◆ GOALS ◆
1: In the pension accounting response, what is the only change that comes from adopting the full yield curve approach?
2: Say whether each statement agrees with the pension accounting response, answering yes or no and quoting the words that decide it: (a) the benefit obligation is estimated with individual discount rates under both the old and the new method; (b) the yield curve is built from rates of return on government bonds; (c) staff comments can be used as a defense in a proceeding started by the Commission.

◆ GIVEN TEXT ◆

We acknowledge that the adequacy and accuracy of the disclosure in the filing is our responsibility.  We acknowledge the staff's position that comments or changes to disclosure in response to the staff comments do not foreclose the Commission from taking any action with respect to our filings.  We also understand that the staff comments may not be asserted as a defense in any proceeding initiated by the Commission or any person under the federal securities laws of the United States.

The Company's responses to the staff's comments are set forth below.

Form 10-K for Fiscal Year Ended December 31, 2014

Notes to the Consolidated Financial Statements

Note 12. Pension and Postretirement Benefits, page 64

1.
We note your disclosure that you changed the method you use to estimate the service and interest components of net periodic benefit costs for pension and other postretirement benefits. You disclose that you have elected to utilize a full yield curve approach in estimation of these components. Please compare and contrast for us in greater detail the previous method with the current method, and explain to us how the current method complies with ASC 715-30-35 and ASC 715-60-35.
 
Response:
 
Under both our previously applied method and newly adopted method of accounting, our benefit obligation is estimated using individual discount rates (i.e., spot rates) associated with the corresponding expected benefit payments for each particular year.  As permitted by ASC 715-30-35-44, these individual discount rates are determined through the use of a yield curve comprised of multiple rates of return on several high-quality, fixed income corporate bonds available at the measurement date.  These discount rates reflect the hypothetical rate at which the benefit obligation could effectively be settled or paid out to participants. Using these individual rates, the projected benefit cash outflows for each particular year are discounted for the number of years from the measurement date. Each of the discounted cash outflows is added together to determine the total projected benefit obligation.  The only change resulting from adoption of the full yield curve approach is the determination of the interest rate (i.e., the unit of accounting) used to accrue service and interest cost.

◆ INFORMATION SHOWN ◆
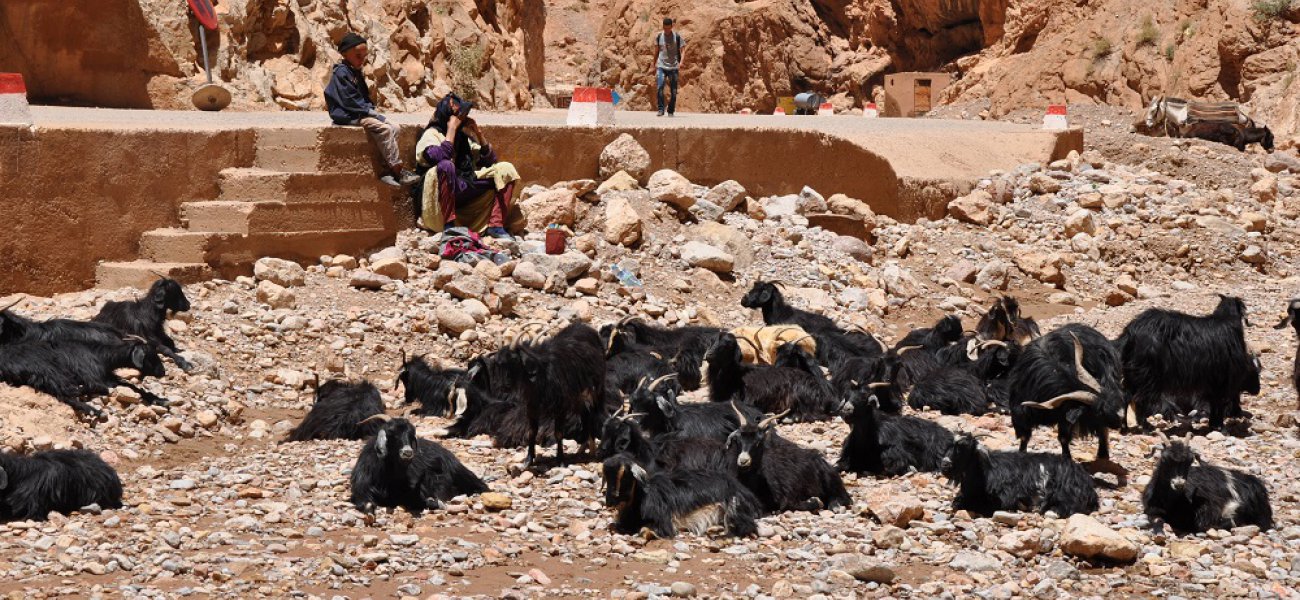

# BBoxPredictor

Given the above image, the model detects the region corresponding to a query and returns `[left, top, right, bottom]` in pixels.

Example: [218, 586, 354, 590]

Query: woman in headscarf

◆ EXERCISE ANSWERS ◆
1: The only change is how the interest rate (the unit of accounting) used to accrue service and interest cost is determined.

2:
(a) Yes: "Under both our previously applied method and newly adopted method of accounting, our benefit obligation is estimated using individual discount rates"
(b) No: "a yield curve comprised of multiple rates of return on several high-quality, fixed income corporate bonds"
(c) No: "the staff comments may not be asserted as a defense in any proceeding initiated by the Commission"